> [Selected text]:
══════

Tuesday, November 10, 2009

Illness is for losers and the sick

Hey team so I kicked the ever-living shit out of swine flu today. I definitely got it, that's for sure. I suppose my invincible immune system was slightly tarnished by the fact that I was run over by a fast-moving car yesterday and despite being a man of steel and beating the shit out of that unsuspecting car door with my knee my knee got a considerable amount of skin torn away and he ran over my foot and cracked some of my toenails (fuck yeah man I get my foot freakin' run over and all it does is crack two of my nails? I should be fist-fighting volcanoes or superman with this power).

So obviously my body has to swarm the fuck out of those injuries and murder the hell out of the bacteria and they didn't have chance but I'm sure they were in cahoots with swine flu since it snuck in while my beastly immune system absolutely ruined those lousy bacteria. But then it's like "oh shit we got swine flu" because the amount of sickly horrible people around me somehow outgunned my perfect hygiene and my weakened immune system.

══════

> [Source data]:
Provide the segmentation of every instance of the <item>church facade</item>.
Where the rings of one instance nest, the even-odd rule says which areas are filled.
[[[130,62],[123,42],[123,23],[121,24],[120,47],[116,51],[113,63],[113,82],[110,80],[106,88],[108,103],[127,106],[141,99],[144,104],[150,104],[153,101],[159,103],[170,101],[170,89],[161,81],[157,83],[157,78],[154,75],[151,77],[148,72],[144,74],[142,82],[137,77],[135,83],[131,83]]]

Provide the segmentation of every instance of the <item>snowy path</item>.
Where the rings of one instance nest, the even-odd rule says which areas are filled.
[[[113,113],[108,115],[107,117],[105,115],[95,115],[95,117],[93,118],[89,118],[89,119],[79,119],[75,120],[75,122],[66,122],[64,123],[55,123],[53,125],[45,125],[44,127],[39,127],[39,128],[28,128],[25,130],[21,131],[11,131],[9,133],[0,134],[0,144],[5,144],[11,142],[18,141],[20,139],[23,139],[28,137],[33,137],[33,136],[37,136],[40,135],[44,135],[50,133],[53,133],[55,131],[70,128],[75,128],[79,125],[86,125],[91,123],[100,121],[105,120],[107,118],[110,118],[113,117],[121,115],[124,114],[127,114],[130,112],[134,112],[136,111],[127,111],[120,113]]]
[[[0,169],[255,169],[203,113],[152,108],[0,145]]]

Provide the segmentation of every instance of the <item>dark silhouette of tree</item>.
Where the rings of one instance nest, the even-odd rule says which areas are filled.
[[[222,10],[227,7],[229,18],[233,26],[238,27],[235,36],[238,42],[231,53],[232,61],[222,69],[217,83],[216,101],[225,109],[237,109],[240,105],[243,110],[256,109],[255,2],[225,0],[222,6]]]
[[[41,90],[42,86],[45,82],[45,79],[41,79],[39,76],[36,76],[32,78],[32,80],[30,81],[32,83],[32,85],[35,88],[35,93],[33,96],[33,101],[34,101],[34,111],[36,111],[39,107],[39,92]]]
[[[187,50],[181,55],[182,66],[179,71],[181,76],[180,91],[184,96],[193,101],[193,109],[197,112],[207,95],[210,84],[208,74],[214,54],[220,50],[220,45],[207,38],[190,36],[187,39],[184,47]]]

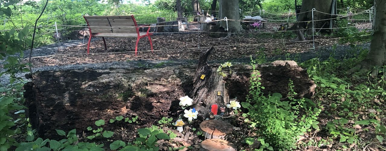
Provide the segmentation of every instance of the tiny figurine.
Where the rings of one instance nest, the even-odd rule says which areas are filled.
[[[216,104],[214,104],[210,106],[210,112],[213,112],[213,115],[217,115],[218,107],[218,105]]]
[[[220,115],[221,116],[224,116],[224,112],[225,112],[225,107],[220,107],[220,111],[221,112],[221,113],[220,113]]]
[[[177,126],[177,131],[179,132],[182,132],[183,131],[184,131],[184,129],[182,127],[184,125],[185,125],[185,123],[181,119],[177,120],[174,123],[174,126]]]
[[[209,119],[211,120],[215,119],[215,115],[213,114],[213,112],[212,112],[209,113]]]

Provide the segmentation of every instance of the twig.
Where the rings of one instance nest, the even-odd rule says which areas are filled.
[[[48,3],[48,0],[47,0],[46,1],[46,5],[44,5],[44,7],[43,8],[43,10],[42,10],[42,13],[40,13],[40,15],[36,19],[36,20],[35,21],[35,27],[34,28],[34,34],[32,36],[32,42],[31,44],[31,50],[29,51],[29,60],[28,61],[29,63],[31,63],[31,58],[32,57],[32,49],[34,48],[34,39],[35,39],[35,34],[36,32],[36,25],[37,24],[37,20],[42,16],[42,15],[43,15],[43,13],[44,12],[44,10],[46,9],[46,7],[47,6],[47,4]],[[32,73],[32,68],[31,67],[30,65],[29,66],[29,72],[30,73]]]

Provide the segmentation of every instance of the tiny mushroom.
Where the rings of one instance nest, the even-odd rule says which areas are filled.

══════

> [Exercise prompt]: Copy everything from "Hey team so" down to "with this power)." in the swine flu post, putting "dragons" wherever "volcanoes" appears. The listing has nothing to do with the swine flu post.

> [Reply]:
Hey team so I kicked the ever-living shit out of swine flu today. I definitely got it, that's for sure. I suppose my invincible immune system was slightly tarnished by the fact that I was run over by a fast-moving car yesterday and despite being a man of steel and beating the shit out of that unsuspecting car door with my knee my knee got a considerable amount of skin torn away and he ran over my foot and cracked some of my toenails (fuck yeah man I get my foot freakin' run over and all it does is crack two of my nails? I should be fist-fighting dragons or superman with this power).